Repeat the entries exactly but omit the pictures.

##########

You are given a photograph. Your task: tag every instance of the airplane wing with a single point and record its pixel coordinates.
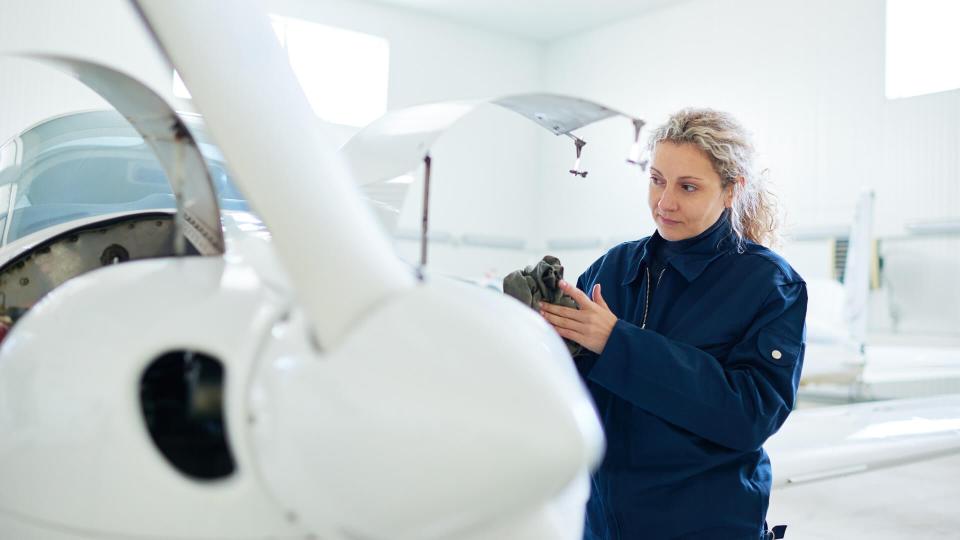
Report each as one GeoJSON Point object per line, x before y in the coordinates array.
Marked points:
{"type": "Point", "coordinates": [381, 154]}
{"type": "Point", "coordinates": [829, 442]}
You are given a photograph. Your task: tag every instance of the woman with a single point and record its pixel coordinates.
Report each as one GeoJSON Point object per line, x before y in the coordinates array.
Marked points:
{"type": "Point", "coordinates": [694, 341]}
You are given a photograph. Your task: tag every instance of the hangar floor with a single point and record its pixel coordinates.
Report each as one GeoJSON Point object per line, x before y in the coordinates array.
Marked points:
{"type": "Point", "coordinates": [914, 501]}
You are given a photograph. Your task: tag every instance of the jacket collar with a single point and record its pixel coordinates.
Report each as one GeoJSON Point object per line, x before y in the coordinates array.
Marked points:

##########

[Task solution]
You are given a photograph. Your task: tag every instance of the airplane wing with a single point and record its pixel coordinates.
Report each as one GeoJSON Point object per line, x before y in the coordinates array.
Marked points:
{"type": "Point", "coordinates": [381, 154]}
{"type": "Point", "coordinates": [829, 442]}
You are given a photograph. Your task: tag every instance of the woman with a single point and record its pixel coordinates.
Report each as one GeoJSON Point object per line, x before y in the coordinates array.
Marked points:
{"type": "Point", "coordinates": [694, 341]}
You are given a photograph. Your task: tag every instance of the hangar floor with a single point and record its pixel coordinates.
Report each as one GeoJSON Point object per line, x before y in the coordinates array.
Marked points:
{"type": "Point", "coordinates": [914, 501]}
You are given a photograph. Your task: tag every instance of the jacket collar with a single point and record its pixel coordinates.
Report each as one GeoJSON Point object per line, x before y in the coordinates array.
Marked points:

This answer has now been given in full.